> [Exercise description]
Repeat only the lines from the one holding "Identify the wide-brim" down to the last line of the listing below, including both of those lines.

> [Data listing]
+---+

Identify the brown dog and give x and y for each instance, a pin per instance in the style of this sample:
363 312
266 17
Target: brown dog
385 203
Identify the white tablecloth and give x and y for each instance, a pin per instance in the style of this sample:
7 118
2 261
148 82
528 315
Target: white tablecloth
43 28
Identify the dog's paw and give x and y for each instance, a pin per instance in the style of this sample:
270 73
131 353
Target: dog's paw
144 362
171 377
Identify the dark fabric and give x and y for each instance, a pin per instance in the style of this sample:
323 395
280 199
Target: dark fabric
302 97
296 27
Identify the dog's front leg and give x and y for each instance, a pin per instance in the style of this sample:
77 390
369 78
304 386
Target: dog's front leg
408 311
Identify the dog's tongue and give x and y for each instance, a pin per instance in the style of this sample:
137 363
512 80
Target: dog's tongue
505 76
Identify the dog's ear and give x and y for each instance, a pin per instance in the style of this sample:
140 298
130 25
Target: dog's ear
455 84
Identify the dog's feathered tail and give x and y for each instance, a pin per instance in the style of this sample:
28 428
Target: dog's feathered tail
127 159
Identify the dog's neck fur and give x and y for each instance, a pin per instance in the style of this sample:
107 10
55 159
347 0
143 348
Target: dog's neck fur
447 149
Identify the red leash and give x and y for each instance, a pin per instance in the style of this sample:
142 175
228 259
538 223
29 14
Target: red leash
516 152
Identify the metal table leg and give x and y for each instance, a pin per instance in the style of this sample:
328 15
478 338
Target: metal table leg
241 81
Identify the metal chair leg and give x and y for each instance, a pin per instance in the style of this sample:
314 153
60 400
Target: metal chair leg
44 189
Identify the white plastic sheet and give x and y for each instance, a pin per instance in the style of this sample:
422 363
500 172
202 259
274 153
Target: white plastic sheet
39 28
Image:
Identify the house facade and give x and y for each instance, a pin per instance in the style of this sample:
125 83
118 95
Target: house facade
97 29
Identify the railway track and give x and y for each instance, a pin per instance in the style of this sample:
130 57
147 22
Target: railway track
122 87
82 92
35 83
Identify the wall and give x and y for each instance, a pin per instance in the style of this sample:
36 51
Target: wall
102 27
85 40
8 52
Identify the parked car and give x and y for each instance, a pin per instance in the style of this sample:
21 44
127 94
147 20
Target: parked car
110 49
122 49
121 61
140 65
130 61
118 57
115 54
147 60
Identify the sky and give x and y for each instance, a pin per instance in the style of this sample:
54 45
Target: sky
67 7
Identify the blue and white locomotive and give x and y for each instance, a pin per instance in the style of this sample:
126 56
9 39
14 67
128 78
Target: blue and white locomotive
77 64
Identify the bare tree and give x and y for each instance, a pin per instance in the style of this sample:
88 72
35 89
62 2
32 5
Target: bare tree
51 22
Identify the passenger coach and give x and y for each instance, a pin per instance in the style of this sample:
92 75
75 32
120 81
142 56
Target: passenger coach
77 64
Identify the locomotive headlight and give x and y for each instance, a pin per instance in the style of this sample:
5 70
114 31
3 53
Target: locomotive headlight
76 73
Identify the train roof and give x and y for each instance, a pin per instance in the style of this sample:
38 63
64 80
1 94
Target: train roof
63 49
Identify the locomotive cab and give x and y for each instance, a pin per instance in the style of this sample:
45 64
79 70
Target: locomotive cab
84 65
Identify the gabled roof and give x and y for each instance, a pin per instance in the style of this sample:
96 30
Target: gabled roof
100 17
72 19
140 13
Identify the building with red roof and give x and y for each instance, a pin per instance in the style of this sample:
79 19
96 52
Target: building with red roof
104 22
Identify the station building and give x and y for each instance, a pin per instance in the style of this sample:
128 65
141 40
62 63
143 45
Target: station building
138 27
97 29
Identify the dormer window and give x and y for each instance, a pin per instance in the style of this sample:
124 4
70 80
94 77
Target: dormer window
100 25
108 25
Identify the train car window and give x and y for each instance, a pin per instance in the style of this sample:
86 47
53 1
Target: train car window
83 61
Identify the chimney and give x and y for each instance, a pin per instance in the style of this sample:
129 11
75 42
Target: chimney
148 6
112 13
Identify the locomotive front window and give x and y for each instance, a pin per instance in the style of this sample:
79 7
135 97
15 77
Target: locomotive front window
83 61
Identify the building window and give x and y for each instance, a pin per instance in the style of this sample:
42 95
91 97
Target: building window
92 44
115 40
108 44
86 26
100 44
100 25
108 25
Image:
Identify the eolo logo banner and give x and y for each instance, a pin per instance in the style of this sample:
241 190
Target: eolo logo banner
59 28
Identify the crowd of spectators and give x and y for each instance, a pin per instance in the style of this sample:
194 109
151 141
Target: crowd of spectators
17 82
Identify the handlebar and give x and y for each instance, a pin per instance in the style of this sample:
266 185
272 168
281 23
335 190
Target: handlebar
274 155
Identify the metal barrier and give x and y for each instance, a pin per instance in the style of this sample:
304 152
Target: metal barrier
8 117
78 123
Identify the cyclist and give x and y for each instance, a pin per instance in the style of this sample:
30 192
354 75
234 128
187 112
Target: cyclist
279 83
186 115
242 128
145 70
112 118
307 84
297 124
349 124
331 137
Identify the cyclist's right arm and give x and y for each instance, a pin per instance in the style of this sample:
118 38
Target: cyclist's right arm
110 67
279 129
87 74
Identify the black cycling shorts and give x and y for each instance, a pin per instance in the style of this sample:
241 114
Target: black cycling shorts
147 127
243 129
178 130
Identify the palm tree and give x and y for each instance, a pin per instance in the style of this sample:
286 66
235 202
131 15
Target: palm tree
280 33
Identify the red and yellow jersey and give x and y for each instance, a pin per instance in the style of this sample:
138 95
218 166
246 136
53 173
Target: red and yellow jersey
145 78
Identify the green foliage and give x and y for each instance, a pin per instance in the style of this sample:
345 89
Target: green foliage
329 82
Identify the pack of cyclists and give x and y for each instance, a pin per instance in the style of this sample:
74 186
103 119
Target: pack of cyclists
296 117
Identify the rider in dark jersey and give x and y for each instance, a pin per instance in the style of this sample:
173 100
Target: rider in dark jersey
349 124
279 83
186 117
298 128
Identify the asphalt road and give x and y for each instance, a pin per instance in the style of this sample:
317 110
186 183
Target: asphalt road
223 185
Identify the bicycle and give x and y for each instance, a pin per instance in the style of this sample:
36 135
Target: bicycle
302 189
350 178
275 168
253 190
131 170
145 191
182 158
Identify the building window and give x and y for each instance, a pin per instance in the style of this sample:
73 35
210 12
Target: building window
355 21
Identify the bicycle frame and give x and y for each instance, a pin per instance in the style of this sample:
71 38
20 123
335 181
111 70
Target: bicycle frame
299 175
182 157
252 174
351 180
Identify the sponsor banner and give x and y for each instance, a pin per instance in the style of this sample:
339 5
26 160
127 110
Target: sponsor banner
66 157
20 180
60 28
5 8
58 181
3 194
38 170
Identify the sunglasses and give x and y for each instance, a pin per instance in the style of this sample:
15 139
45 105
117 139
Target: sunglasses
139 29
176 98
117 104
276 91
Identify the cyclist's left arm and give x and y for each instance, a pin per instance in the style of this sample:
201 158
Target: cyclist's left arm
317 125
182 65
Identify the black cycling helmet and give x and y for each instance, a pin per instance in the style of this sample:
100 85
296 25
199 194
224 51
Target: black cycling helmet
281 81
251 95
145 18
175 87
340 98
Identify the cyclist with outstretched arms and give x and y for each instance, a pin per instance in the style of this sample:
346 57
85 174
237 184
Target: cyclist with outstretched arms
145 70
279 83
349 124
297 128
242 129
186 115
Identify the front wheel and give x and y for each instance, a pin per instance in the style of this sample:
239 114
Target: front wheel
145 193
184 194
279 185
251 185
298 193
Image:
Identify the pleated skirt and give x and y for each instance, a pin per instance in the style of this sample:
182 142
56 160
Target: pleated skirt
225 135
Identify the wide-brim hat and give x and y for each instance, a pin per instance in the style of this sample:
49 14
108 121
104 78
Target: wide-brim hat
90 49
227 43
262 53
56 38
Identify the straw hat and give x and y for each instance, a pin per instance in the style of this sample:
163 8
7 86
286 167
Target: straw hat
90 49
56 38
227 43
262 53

+---+

> [Response to this task]
Identify the wide-brim hat and give x and y for each instance, a pin per instance in the style of this sample:
49 14
108 121
104 78
Target: wide-brim hat
90 49
227 43
262 53
56 38
Identify the straw hat and give x and y for each instance, a pin per instance in the style of this sample:
163 8
7 86
286 167
Target: straw hat
90 49
56 38
227 43
262 53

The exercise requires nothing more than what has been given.